Directive 1>
From the records below, pull out every line that contains the word "post".

Excerpted text>
Unfortunately, justice isn't always blind when it comes to fashion matters. If you show up in court with a spiked collar and black leather gloves, you may be perceived as menacing. If you take the stand wearing a tattered T-shirt, you may be considered irresponsible. And if you arrive for an indecent-exposure hearing decked out like Pee-wee Herman, only divine providence can save you.

To balance the scales for those whose apparel throws their chance of a fair trial into peril, the Metro-Dade Public Defender's Office has turned tailor, keeping a closet full of clothes to loan to indigent defendants.

Located within the labyrinthine Public Defender's Office in the Metro Justice Building, the trial-attire collection fills a small closet in a corner of the designated smoking area. The wardrobe, which consists of donations from attorneys, judges, and other legal types, has the appearance of a post-apocalyptic fitting room, jumbling together a half-dozen pairs of jeans and dress pants, a dozen suit coats, assorted ties and shoes, and a substantial array of shirts (both long- and short-sleeve).

The quality of the threads varies. Silk Pierre Cardin shirts hang back-to-back with mustard-hue polyester blazers. But all the garments, dapper and cheesy alike, are office stepchildren. No one seems particularly electrified at the mention of the closet. Certainly, no one is organizing it with any regularity. And no one seems to know how long it has existed (although from the looks of some of the pants, it dates back at least to the early Fifties).

But for a facility in such apparent disrepair, the Justice Through Clothing closet has a venerable reputation. Most of the 150 attorneys in the Public Defender's Office, in fact, readily admit that they've grabbed for garb at one time or another. "Yeah, I've used it," says Assistant Public Defender Leslie Levin. "If I have a client coming from home, I'll ask him to bring something, but sometimes they're coming from jail, and there's no opportunity. So I'll go down to the closet and pick out an outfit. Something clean and simple, that's all."

Data>
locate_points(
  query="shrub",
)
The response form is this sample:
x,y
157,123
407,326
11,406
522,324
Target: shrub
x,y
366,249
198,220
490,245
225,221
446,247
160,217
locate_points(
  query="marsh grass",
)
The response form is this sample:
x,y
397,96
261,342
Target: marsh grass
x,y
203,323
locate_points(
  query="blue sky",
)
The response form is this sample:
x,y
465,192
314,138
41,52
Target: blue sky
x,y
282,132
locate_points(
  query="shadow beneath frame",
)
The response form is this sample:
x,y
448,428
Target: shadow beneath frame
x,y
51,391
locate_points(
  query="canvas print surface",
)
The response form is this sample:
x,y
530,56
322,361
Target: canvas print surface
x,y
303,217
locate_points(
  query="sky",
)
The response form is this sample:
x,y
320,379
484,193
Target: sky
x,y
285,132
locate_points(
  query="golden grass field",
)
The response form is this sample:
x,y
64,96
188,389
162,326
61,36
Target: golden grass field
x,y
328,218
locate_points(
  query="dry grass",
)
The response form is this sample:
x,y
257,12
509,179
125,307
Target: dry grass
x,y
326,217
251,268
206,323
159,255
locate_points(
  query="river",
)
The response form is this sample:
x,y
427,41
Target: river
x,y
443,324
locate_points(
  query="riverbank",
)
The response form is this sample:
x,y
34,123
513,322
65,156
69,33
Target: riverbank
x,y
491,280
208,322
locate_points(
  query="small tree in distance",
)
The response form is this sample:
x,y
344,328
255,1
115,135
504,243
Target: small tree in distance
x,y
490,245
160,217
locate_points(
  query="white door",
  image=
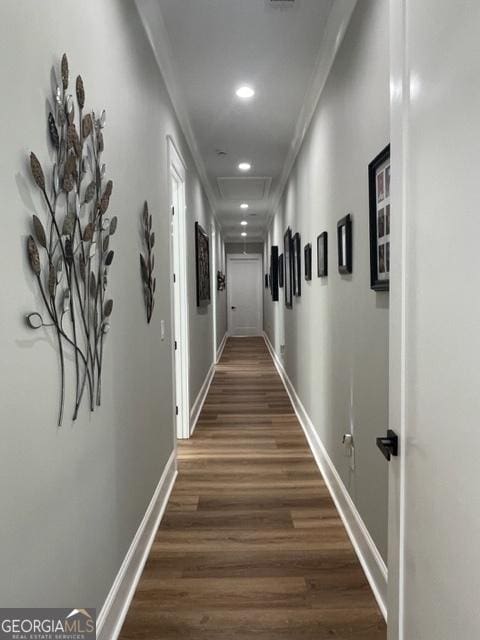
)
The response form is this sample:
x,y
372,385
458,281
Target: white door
x,y
434,519
244,295
180,344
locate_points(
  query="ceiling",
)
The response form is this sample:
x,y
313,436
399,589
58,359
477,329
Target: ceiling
x,y
214,47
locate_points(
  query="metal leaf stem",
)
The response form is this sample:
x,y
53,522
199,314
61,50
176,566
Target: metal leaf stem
x,y
73,278
147,263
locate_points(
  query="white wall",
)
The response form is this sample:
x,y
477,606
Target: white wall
x,y
221,306
436,106
336,335
72,499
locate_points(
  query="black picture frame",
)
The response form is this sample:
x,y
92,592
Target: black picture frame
x,y
379,206
322,255
202,265
288,275
297,265
274,272
307,259
280,270
344,242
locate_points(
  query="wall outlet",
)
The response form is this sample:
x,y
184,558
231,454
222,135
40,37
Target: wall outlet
x,y
349,445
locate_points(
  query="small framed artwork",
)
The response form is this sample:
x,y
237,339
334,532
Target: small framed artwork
x,y
280,270
322,255
379,199
297,265
202,259
307,253
287,263
344,240
274,273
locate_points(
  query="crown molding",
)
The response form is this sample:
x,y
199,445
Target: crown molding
x,y
335,28
157,35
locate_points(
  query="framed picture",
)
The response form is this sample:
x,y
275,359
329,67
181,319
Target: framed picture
x,y
274,273
202,258
297,265
344,239
307,252
379,197
288,271
322,255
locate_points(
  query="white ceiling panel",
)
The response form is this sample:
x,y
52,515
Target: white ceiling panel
x,y
216,46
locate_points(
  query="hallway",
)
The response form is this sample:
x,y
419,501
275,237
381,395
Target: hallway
x,y
251,545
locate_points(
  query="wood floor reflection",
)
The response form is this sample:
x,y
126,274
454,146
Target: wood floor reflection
x,y
251,545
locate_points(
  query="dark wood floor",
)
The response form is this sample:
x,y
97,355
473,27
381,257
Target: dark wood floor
x,y
251,546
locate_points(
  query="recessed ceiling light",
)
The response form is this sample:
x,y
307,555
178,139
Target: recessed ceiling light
x,y
245,92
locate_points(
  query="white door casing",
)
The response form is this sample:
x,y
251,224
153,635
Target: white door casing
x,y
179,296
245,295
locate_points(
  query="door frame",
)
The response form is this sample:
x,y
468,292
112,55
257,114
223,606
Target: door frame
x,y
236,257
213,286
176,170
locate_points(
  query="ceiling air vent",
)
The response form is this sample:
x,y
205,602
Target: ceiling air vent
x,y
280,4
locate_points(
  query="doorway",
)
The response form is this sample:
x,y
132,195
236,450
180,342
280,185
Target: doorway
x,y
244,295
179,323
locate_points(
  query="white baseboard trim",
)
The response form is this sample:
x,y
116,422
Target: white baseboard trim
x,y
200,399
117,603
372,562
222,347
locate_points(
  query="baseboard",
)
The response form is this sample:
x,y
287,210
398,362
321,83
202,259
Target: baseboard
x,y
117,603
222,347
372,562
200,399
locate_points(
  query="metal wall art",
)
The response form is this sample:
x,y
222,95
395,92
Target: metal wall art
x,y
69,252
202,255
221,281
147,263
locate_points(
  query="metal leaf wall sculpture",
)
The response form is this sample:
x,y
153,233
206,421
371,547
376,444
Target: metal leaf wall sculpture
x,y
69,253
147,262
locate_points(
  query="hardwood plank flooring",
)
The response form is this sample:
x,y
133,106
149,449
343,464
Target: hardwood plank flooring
x,y
251,545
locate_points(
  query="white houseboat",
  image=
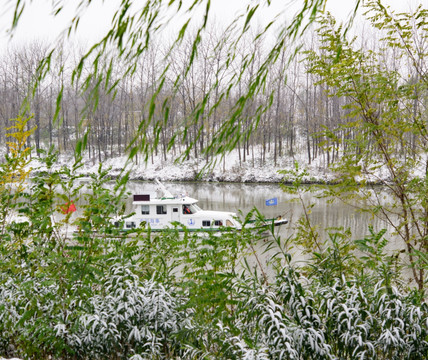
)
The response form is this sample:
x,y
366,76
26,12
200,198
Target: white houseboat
x,y
167,210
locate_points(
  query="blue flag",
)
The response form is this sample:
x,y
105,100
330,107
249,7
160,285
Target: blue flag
x,y
271,202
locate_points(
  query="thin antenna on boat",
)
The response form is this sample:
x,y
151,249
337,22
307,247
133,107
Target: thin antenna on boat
x,y
166,193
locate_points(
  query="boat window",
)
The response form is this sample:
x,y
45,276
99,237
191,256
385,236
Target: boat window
x,y
195,208
161,209
145,209
186,209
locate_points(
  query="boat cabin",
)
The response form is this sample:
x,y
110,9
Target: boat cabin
x,y
163,212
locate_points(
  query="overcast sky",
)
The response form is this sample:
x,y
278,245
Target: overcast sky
x,y
37,23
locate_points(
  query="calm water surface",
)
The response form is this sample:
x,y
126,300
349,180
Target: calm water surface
x,y
243,197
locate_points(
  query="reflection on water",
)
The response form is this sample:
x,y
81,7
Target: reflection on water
x,y
243,197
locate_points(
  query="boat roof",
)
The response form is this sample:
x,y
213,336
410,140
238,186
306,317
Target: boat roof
x,y
146,199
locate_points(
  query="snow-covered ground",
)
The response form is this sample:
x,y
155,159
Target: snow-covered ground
x,y
227,169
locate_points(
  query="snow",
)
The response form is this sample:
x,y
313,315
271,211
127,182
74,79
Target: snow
x,y
227,169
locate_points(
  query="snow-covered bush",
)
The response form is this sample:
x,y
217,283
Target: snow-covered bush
x,y
295,319
129,317
125,316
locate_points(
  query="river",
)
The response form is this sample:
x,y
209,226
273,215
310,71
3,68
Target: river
x,y
237,197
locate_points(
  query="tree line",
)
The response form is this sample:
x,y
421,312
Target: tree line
x,y
161,106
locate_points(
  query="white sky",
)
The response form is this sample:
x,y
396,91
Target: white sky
x,y
37,23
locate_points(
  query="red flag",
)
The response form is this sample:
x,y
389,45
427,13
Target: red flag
x,y
68,208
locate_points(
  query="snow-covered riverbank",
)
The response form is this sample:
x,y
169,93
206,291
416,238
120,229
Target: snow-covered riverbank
x,y
227,169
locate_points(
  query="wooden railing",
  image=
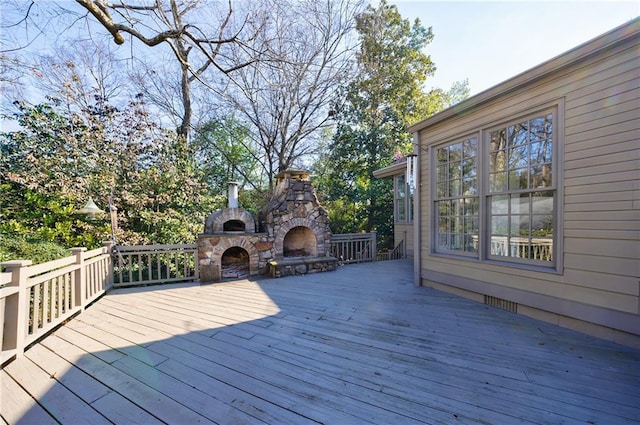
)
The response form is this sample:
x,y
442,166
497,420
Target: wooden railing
x,y
34,299
152,264
396,253
354,247
534,249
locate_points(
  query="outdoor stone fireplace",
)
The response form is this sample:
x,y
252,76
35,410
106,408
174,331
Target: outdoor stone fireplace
x,y
293,234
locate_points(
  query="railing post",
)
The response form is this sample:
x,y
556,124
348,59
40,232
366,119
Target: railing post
x,y
80,277
109,248
16,307
374,244
196,266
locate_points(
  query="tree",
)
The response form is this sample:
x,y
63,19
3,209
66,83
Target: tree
x,y
195,35
59,157
224,153
287,97
386,95
83,74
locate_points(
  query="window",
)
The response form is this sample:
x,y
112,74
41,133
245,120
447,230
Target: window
x,y
456,200
400,199
497,200
403,199
521,190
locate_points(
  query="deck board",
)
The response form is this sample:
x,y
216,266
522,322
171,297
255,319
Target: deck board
x,y
358,345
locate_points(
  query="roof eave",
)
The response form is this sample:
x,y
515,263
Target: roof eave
x,y
618,35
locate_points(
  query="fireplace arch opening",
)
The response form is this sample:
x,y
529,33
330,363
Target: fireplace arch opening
x,y
233,226
235,263
300,241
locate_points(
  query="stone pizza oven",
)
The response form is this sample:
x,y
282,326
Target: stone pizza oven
x,y
293,234
294,218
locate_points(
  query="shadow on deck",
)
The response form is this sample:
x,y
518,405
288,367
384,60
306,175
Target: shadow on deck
x,y
358,345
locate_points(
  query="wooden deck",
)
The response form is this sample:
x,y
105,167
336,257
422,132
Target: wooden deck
x,y
358,345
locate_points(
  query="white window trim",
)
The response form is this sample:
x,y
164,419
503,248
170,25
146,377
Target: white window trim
x,y
557,107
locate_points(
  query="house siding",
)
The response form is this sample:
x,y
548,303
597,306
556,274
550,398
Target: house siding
x,y
404,232
598,279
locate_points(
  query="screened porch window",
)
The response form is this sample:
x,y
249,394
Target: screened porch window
x,y
497,200
456,200
400,199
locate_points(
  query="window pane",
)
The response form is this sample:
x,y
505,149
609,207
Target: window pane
x,y
520,203
469,187
499,245
519,225
519,179
540,176
500,204
542,226
497,140
518,157
443,172
443,155
443,240
471,243
454,188
542,203
497,161
499,225
517,135
443,190
456,183
470,148
455,152
443,208
497,182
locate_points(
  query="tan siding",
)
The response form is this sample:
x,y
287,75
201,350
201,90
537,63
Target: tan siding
x,y
629,215
606,248
606,281
611,196
524,282
404,232
598,263
626,234
613,157
600,179
621,172
602,187
601,225
621,142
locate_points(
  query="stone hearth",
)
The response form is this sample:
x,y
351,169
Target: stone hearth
x,y
293,237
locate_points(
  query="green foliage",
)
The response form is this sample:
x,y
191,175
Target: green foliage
x,y
16,246
385,96
59,157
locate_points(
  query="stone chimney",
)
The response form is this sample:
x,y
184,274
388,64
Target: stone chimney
x,y
233,194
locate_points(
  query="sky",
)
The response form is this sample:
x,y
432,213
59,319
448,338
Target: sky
x,y
489,42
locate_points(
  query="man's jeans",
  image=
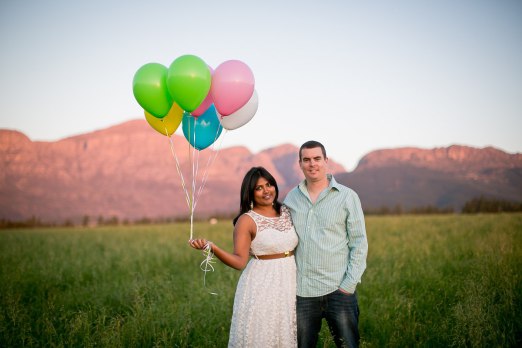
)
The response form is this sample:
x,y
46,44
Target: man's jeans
x,y
341,312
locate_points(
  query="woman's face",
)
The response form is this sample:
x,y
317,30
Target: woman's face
x,y
264,192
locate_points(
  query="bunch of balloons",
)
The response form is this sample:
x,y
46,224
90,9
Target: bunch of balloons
x,y
191,93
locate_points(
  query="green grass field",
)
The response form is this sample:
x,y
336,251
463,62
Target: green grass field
x,y
431,281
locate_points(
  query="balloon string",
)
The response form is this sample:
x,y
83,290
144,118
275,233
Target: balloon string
x,y
194,160
178,167
206,265
210,162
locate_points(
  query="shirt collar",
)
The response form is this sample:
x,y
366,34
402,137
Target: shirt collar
x,y
332,183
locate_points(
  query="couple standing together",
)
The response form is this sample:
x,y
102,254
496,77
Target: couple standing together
x,y
282,297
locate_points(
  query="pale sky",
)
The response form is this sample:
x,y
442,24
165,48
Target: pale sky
x,y
355,75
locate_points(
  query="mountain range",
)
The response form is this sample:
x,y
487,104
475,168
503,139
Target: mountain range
x,y
130,171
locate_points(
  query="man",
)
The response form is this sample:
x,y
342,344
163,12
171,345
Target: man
x,y
331,253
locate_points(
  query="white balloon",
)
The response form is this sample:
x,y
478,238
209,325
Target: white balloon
x,y
241,116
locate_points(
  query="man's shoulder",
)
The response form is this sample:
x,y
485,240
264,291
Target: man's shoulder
x,y
343,188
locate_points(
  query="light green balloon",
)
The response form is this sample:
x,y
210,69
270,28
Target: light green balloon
x,y
150,89
188,81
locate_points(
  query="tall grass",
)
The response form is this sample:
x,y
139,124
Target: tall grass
x,y
431,281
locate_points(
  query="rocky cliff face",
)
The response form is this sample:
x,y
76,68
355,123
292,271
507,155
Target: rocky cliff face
x,y
130,171
440,177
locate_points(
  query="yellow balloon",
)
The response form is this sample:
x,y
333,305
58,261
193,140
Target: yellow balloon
x,y
166,125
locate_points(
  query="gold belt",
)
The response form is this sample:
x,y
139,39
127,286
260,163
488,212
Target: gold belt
x,y
275,256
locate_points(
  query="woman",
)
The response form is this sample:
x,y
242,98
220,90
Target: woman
x,y
264,304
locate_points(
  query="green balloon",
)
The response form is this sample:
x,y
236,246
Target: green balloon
x,y
150,89
188,81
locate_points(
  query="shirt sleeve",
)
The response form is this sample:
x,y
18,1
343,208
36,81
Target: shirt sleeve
x,y
357,244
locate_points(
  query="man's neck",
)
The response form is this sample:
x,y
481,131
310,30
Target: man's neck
x,y
314,188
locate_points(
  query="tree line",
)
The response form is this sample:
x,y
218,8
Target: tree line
x,y
476,205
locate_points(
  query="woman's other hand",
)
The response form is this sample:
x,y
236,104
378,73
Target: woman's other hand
x,y
198,243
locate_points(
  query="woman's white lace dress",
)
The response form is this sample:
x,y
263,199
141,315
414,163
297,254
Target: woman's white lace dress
x,y
264,304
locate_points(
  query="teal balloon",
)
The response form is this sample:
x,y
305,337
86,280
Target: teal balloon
x,y
202,131
149,86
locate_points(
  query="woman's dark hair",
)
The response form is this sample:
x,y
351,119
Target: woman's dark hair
x,y
248,186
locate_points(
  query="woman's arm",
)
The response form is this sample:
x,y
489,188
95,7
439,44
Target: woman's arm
x,y
243,232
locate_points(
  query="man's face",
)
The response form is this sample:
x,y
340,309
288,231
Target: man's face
x,y
313,164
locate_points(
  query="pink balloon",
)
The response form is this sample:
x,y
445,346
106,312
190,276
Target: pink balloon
x,y
205,104
241,116
232,86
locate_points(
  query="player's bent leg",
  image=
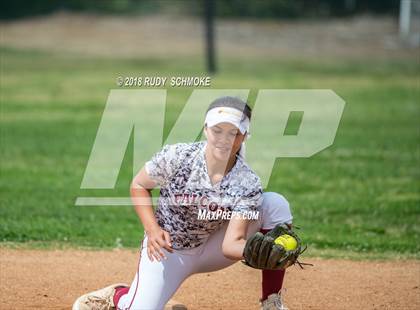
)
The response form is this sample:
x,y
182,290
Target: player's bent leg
x,y
155,282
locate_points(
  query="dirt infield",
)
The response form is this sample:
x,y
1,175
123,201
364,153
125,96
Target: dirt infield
x,y
45,279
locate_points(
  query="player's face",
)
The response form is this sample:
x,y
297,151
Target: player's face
x,y
224,140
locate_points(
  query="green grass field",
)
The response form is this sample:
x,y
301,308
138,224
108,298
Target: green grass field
x,y
361,195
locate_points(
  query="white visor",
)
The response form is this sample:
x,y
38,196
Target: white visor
x,y
229,115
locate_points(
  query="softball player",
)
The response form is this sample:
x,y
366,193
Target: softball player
x,y
206,177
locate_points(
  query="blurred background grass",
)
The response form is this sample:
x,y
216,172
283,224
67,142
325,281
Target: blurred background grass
x,y
361,195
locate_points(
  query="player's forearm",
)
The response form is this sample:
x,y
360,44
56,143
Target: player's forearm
x,y
143,205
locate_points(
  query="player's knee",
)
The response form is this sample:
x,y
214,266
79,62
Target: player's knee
x,y
276,208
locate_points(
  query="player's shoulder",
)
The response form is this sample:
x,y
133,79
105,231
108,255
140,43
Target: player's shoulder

Directive 2>
Continue the article above about the Public Defender's loaner clothing closet, starting after its last sentence.

Expected output 1>
  query="railing post",
Target: railing post

Expected output 2>
"When I first came, I used it often," adds Michelle Towbin, another assistant public defender. "I felt very strongly that all my clients should appear in suits at trial. Now I'm not so intent on that. For some of the people, a suit just isn't them."

For women, for instance. But female defendants will find little for them in the Public Defender's closet; an informal search for distaff dress yielded only one pair of high-heel shoes, with the heels chewed at the tips, no less. But Levin says the gender gap doesn't present any problems. "Finding clothes for women just isn't as much of an issue. Fewer women are arrested, and fewer go to trial. Next week, for instance, I have 33 trials scheduled, and all but three are men."

In every enterprise, there are those who go above and beyond the minimally sufficient, and the law-suit racket is no different. According to office lore, a former public defender who has since moved to private practice developed a heightened commitment to wardrobe eugenics, so much so that he maintained a private sartorial stockpile. "He had one of these file cabinets with clothes in them. One drawer with neatly folded shirts, one drawer with neatly folded pants," says Carl Bober, yet another assistant public defender.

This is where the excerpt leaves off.